--- Start Materials provided ---

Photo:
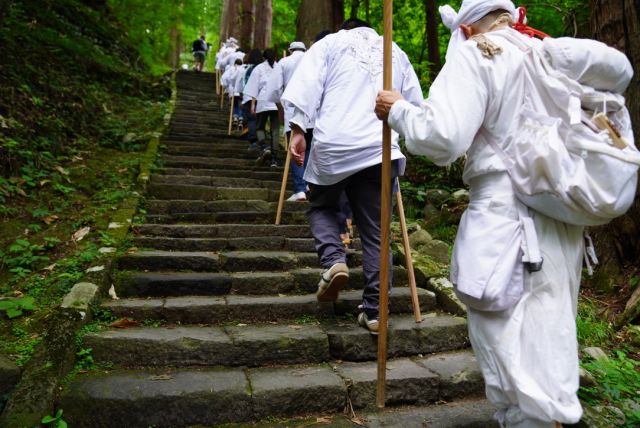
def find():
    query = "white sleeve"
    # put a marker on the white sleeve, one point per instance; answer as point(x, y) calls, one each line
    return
point(444, 125)
point(252, 88)
point(275, 85)
point(305, 89)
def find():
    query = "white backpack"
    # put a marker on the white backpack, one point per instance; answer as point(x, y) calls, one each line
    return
point(571, 154)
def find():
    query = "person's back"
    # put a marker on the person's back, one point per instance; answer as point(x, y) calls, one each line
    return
point(347, 134)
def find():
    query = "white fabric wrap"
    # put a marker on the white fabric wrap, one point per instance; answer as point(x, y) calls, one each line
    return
point(470, 12)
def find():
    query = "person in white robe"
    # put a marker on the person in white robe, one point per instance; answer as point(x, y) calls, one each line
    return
point(282, 73)
point(527, 349)
point(337, 82)
point(264, 110)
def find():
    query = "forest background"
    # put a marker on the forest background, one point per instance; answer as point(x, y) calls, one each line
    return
point(84, 86)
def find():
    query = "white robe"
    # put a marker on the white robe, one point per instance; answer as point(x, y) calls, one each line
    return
point(339, 78)
point(282, 73)
point(528, 353)
point(256, 86)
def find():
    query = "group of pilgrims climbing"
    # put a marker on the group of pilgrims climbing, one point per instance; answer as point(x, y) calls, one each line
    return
point(516, 268)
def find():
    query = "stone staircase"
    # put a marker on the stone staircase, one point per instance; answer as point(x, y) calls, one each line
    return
point(230, 330)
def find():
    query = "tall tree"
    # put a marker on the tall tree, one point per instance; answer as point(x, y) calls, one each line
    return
point(616, 22)
point(355, 4)
point(431, 31)
point(318, 15)
point(264, 20)
point(246, 33)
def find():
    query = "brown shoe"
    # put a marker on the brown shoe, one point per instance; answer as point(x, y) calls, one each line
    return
point(331, 282)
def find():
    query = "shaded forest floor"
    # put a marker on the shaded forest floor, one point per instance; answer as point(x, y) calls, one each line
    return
point(76, 110)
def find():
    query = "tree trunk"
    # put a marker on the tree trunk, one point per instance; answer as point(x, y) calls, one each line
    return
point(234, 23)
point(433, 45)
point(315, 16)
point(615, 22)
point(262, 31)
point(224, 21)
point(355, 4)
point(246, 34)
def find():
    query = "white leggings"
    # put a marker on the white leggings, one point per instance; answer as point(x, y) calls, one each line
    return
point(529, 353)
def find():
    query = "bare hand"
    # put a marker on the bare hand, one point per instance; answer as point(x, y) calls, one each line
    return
point(297, 146)
point(384, 102)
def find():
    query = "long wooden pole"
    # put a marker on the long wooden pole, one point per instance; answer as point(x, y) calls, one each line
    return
point(385, 214)
point(283, 186)
point(408, 259)
point(231, 114)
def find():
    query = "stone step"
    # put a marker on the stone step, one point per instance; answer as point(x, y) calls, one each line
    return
point(223, 309)
point(255, 345)
point(254, 217)
point(210, 193)
point(218, 181)
point(185, 397)
point(265, 175)
point(185, 206)
point(222, 230)
point(267, 243)
point(230, 261)
point(199, 162)
point(163, 283)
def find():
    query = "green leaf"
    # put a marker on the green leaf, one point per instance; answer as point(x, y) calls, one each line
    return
point(13, 312)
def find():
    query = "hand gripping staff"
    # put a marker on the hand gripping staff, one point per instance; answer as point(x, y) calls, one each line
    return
point(385, 206)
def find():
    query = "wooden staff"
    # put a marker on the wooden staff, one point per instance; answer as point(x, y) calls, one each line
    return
point(385, 214)
point(408, 260)
point(231, 114)
point(285, 175)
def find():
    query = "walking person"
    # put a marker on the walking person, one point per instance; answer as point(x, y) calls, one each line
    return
point(336, 82)
point(199, 48)
point(525, 338)
point(264, 110)
point(278, 81)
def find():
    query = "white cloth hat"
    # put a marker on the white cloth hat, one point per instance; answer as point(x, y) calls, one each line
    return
point(470, 12)
point(297, 45)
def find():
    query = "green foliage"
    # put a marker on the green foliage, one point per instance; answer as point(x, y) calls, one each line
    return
point(618, 383)
point(55, 421)
point(16, 307)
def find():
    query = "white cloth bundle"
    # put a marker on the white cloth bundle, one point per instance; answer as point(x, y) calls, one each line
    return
point(470, 12)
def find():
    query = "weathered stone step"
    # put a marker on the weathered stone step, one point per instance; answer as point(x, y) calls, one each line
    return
point(230, 261)
point(267, 243)
point(185, 206)
point(260, 345)
point(222, 230)
point(214, 310)
point(254, 217)
point(269, 175)
point(210, 193)
point(184, 397)
point(305, 280)
point(199, 162)
point(218, 181)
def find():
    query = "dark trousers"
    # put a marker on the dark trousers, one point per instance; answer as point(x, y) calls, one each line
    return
point(363, 192)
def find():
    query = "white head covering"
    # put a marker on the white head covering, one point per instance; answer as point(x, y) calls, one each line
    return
point(470, 12)
point(297, 45)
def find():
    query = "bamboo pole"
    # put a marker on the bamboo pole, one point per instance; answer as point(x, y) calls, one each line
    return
point(385, 213)
point(408, 260)
point(231, 114)
point(285, 175)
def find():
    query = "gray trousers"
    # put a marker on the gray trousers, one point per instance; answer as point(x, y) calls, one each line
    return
point(363, 192)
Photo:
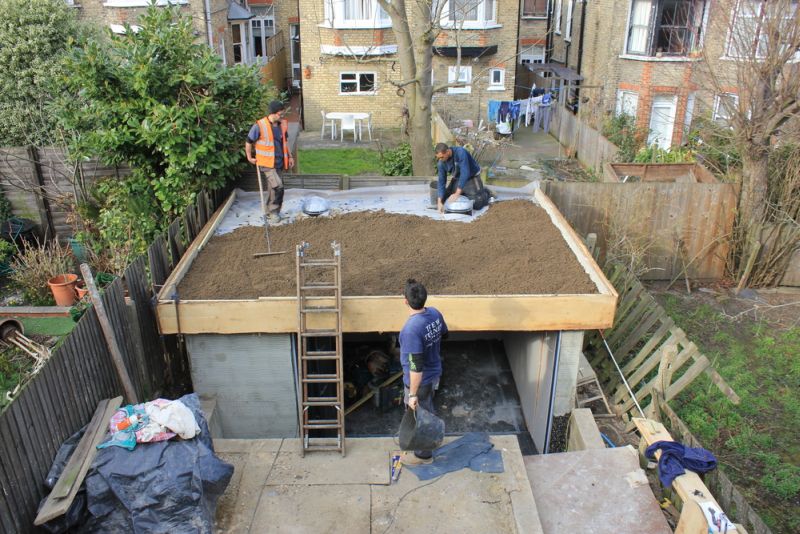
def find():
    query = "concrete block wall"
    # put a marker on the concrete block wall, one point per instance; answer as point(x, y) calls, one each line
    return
point(531, 358)
point(252, 380)
point(321, 79)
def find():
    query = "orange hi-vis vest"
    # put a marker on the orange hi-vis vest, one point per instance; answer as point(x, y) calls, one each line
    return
point(265, 146)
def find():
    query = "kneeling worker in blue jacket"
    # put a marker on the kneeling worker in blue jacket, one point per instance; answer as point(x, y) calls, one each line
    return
point(466, 177)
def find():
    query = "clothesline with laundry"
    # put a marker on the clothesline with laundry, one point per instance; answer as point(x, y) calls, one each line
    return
point(536, 111)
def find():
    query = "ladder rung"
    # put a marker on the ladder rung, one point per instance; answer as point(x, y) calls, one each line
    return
point(320, 379)
point(319, 286)
point(323, 447)
point(321, 401)
point(318, 263)
point(320, 309)
point(321, 353)
point(320, 333)
point(321, 427)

--- End Materials provided ---

# Your instructions
Return every line of the material that contains the string "ladder", and treat uppercase and lowercase as different.

# Exercise response
    query = "ladder rung"
    # put a marker on the ladder rung, one point per instance; answer as point(x, y) calls, one each line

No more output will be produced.